▸ Listed records
•••

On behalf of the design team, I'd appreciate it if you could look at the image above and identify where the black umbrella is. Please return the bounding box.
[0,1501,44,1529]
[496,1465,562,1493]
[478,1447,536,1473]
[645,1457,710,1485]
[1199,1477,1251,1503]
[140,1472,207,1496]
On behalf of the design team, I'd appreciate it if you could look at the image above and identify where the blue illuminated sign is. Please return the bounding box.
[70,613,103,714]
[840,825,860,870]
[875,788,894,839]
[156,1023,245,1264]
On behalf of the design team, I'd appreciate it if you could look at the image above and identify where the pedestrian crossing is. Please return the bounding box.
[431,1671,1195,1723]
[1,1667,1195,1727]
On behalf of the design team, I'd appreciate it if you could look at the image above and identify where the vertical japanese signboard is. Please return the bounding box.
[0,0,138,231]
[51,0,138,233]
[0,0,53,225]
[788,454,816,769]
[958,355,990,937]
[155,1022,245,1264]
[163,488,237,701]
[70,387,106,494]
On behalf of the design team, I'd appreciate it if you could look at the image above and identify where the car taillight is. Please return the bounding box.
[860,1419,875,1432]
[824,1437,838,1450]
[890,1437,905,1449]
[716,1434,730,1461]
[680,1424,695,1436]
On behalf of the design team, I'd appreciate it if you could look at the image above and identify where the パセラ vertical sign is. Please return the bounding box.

•••

▸ Work instruction
Would you output every record above exactly as it stands?

▸ Result of the exercise
On behalf of the design team, I'd appreciate it if you could look at the image above and identify where the black umbrella is. Please return the bounding box.
[0,1501,44,1529]
[496,1465,562,1493]
[478,1447,536,1473]
[645,1457,710,1485]
[1199,1477,1251,1503]
[140,1472,207,1496]
On behalf of the design team, I'd appreciate it if you could look at the image above and identify where the blue illuminated sign is. Please return the bounding box.
[70,613,103,714]
[840,825,860,870]
[875,788,894,839]
[156,1023,245,1264]
On behalf of the design team, I'd appreciate it if you could look at the image above and identify where the pedestrian crossing is. Please return the bounding box.
[431,1671,1195,1723]
[1,1667,1195,1727]
On behalf of the design team, I'd appreciate it if you could look at the image above and identify where the vertical japanese signboard is. Please return the bounding box.
[0,0,138,231]
[51,0,138,233]
[0,0,53,225]
[788,454,816,769]
[958,355,990,937]
[155,1022,245,1264]
[163,488,237,701]
[70,387,106,494]
On behalf of the design team, I'd appreciate it if you could look at the image above and identify where the car taillight is. Please return the bounding box.
[860,1419,875,1432]
[824,1437,838,1450]
[890,1437,905,1449]
[716,1434,730,1461]
[680,1424,695,1436]
On behalf of the design team, I'd appreciate it if you could look at the image above and identify where the パセラ vertical sign is. Please return the bounding box.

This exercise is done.